SOURCE EXTRACT ▸
>>
1. Unscrew the Battery Compartment Cover with the edge of a coin.
2. Insert a 5.6V mercury battery, "-" (minus) end in first, and replace Cover.
    Always carry a spare battery (Mallory TR164, Eveready E164 or equivalent). When camera is not in use
    for a long period of time, remove battery and store in a cool, dry place. In most Western countries,
    Mercury battery sales are prohibited. Use of the Yashica Guy Adapter is suggested.
3. Check battery before picture-taking. Press Battery Check Button. If the green light comes on brightly
    in the Film Exposure Counter, the battery power is sufficient. If not, the battery should be replaced.

FILM LOADING (Always load in subdued light)

1. Pull out Film Rewind Knob, and Back Cover will pop open. The Film Exposure Counter is automatically
    set at "S" (Start).
2. Place a 35mm film cassette into film chamber and push down the Film Rewind Knob.
3. Insert film leader into Take-up Spool and advance film with the Film Advance Lever, making sure the
    perforations properly engage the sprocket teeth. Close Back Cover.
4. Gently wind the film rewind crank-handle on Film Rewind Knob, clockwise, until a slight resistance is felt.
5. Advance film, then press shutter Release Button, and repeat until the figure "1" appears in the
    Film Exposure Counter.
6. Make sure the film is properly loaded. As you advance the film, the Film Rewind Knob should
    rotate counter-clockwise.


Align the mark on the ASA Film Speed Setting Ring with the ASA rating of the film in use. The Film rating is shown on the box or the instructions which comes with the film. (DIN film speed rating conversion table is given inside the camera).


To lock the Shutter Release Button, align the mark on the Shutter Release LOCK with the letter "L". To unlock, give Lock ¼ turn clockwise. When camera is not in use, the shutter should not be left cocked. and the Shutter Release Lock should be in the locked position.


For automatic operation, set the Exposure Control Ring to AUTO position. (With the use of exclusive Lens Shade provided with the GT model, the Exposure Control Ring will lock at the AUTO position.)


1. Select the appropriate Exposure Symbol and set it opposite the mark by turning the Aperture Ring.
    SUN or CLOUD symbol -- for outdoor photography. WINDOW symbol -- for indoor and night photography.
    This should bring you close to the correct exposure with 100 ASA film. Use the “Over - Under” lamps
    to zero in.


1. Sight through the Viewfinder and turn the Focusing Ring until the two images in the center
    focusing area form one clear image.
2. Compose picture within the bright frame which, during focusing, in particular at short distances,
    moves diagonally for automatic parallax correction.


1. The RED and YELLOW warning arrows in the Viewfinder and on the camera top are actuated
    when the Film Advance Lever is wound and the Shutter Release Button is pressed in half way.
    Practice this without film in the camera.
2. The absence of both arrows signifies hand-held photography is possible. All you need do for a
    perfect picture is FOCUS and PRESS the Shutter Release Button down all the way.
<<
ITEMS ▸
>>
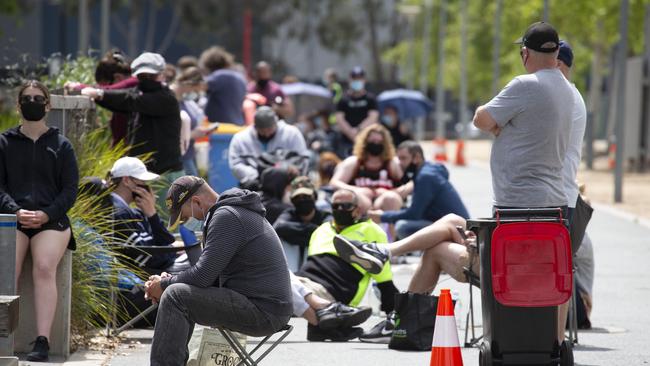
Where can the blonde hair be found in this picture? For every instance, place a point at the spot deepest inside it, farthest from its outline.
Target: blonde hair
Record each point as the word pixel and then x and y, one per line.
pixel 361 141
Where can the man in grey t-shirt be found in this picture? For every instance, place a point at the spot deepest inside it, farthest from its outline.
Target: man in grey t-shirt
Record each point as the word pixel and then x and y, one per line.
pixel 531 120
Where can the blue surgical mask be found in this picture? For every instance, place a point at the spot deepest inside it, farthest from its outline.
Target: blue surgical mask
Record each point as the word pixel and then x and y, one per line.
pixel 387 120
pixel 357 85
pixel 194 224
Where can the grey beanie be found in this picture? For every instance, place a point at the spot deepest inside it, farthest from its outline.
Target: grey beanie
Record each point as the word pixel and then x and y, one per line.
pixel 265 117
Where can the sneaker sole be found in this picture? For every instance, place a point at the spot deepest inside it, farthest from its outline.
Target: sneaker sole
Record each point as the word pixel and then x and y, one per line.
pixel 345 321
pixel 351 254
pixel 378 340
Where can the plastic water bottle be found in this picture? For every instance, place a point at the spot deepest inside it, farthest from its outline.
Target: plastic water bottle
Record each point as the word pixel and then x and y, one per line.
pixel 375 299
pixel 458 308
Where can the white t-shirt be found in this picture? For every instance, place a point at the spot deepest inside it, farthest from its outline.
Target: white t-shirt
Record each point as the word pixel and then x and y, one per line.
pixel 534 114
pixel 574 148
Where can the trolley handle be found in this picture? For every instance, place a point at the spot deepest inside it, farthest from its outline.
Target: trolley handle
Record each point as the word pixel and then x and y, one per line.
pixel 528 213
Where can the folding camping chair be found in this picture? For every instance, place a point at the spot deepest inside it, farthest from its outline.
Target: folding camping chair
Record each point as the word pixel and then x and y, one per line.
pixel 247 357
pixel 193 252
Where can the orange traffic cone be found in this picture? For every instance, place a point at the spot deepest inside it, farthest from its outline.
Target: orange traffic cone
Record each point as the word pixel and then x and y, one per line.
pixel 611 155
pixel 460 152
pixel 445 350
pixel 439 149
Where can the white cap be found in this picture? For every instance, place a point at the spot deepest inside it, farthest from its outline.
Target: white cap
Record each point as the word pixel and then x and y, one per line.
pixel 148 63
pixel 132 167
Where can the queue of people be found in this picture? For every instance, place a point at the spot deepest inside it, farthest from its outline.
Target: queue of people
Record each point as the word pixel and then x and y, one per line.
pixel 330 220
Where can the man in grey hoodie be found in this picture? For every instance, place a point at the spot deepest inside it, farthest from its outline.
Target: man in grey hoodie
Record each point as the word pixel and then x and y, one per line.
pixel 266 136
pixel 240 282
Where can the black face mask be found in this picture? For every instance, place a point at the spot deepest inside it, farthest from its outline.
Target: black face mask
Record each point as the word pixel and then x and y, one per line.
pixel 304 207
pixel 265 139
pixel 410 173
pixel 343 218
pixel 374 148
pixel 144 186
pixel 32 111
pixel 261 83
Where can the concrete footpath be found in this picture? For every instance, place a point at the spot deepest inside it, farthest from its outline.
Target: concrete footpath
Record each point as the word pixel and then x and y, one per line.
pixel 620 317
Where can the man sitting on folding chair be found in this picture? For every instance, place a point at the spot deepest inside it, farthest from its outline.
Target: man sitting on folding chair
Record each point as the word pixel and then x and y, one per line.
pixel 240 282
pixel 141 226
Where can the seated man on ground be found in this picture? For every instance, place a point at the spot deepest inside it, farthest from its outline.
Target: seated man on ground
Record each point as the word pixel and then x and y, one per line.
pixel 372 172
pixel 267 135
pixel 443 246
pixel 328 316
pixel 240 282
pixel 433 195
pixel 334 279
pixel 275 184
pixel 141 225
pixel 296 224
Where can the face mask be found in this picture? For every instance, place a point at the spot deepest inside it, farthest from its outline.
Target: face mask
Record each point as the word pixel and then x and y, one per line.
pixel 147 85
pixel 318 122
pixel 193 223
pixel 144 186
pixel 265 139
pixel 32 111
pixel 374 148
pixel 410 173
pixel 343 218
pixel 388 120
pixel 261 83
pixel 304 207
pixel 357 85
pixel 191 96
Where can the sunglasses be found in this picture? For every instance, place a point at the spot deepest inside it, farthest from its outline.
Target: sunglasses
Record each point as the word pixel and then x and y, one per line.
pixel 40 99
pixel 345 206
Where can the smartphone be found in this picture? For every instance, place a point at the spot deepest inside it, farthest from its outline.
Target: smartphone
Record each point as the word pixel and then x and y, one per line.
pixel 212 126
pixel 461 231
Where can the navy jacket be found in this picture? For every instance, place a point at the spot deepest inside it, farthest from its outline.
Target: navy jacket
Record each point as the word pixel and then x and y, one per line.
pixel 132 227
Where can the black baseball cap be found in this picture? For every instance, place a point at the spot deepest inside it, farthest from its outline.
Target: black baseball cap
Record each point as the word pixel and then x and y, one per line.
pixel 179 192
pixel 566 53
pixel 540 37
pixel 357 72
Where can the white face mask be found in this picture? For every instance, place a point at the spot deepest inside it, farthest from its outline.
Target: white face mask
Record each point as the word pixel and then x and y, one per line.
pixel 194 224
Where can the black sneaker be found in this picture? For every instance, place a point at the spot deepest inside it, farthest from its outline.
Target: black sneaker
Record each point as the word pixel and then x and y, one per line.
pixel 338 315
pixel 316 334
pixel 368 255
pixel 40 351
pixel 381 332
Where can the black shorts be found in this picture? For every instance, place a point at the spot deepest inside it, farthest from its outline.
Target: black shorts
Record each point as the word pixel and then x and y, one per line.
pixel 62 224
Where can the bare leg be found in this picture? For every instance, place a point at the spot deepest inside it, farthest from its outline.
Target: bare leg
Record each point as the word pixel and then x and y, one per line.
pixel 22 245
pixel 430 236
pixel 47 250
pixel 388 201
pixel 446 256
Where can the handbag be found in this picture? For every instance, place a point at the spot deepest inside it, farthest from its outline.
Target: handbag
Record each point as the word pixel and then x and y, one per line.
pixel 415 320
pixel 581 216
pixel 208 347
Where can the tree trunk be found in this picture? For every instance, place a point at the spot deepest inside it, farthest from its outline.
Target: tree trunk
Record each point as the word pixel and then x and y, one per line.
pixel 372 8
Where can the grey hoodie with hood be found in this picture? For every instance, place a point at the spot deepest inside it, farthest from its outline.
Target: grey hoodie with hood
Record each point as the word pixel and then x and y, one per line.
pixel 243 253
<<
THE TASKS ▸
(1) Reproduce the stretch of the camera manual excerpt from "2. Compose picture" through "in half way.".
(2) Format the stretch of the records from their start through the line containing "pixel 378 340", including that line, as a two-column CSV with the columns request and points. Give one row for each request, with its text and its answer each in a single quoted field, turn line breaks into spaces, and leave out the pictures.

SOLVED PROBLEMS ▸
(1)
2. Compose picture within the bright frame which, during focusing, in particular at short distances,
    moves diagonally for automatic parallax correction.


1. The RED and YELLOW warning arrows in the Viewfinder and on the camera top are actuated
    when the Film Advance Lever is wound and the Shutter Release Button is pressed in half way.

(2)
request,points
"Where can the blonde hair be found in this picture? For every instance, place a point at the spot deepest inside it, farthest from its outline. Target: blonde hair Record each point as the word pixel and then x and y, one per line.","pixel 361 141"
"Where can the man in grey t-shirt be found in this picture? For every instance, place a point at the spot deepest inside it, farthest from its outline. Target: man in grey t-shirt Record each point as the word pixel and then x and y, one per line.","pixel 531 120"
"Where can the blue surgical mask be found in this picture? For every instance, place a point at the spot deepest inside it, farthest from its outline. Target: blue surgical mask Record each point as the word pixel and then x and y, one per line.","pixel 387 120 pixel 357 85 pixel 194 224"
"Where can the grey beanie be found in this picture? For every instance, place a point at the spot deepest inside it, farthest from its outline. Target: grey beanie Record each point as the word pixel and then x and y, one per line.","pixel 265 117"
"Where can the sneaker sole be found in this picture? For every instance, place a point at the spot deepest inside it, farthest from its outline. Target: sneaker sole Record each point as the word pixel and then x and y, one per line.","pixel 345 321 pixel 351 254 pixel 378 340"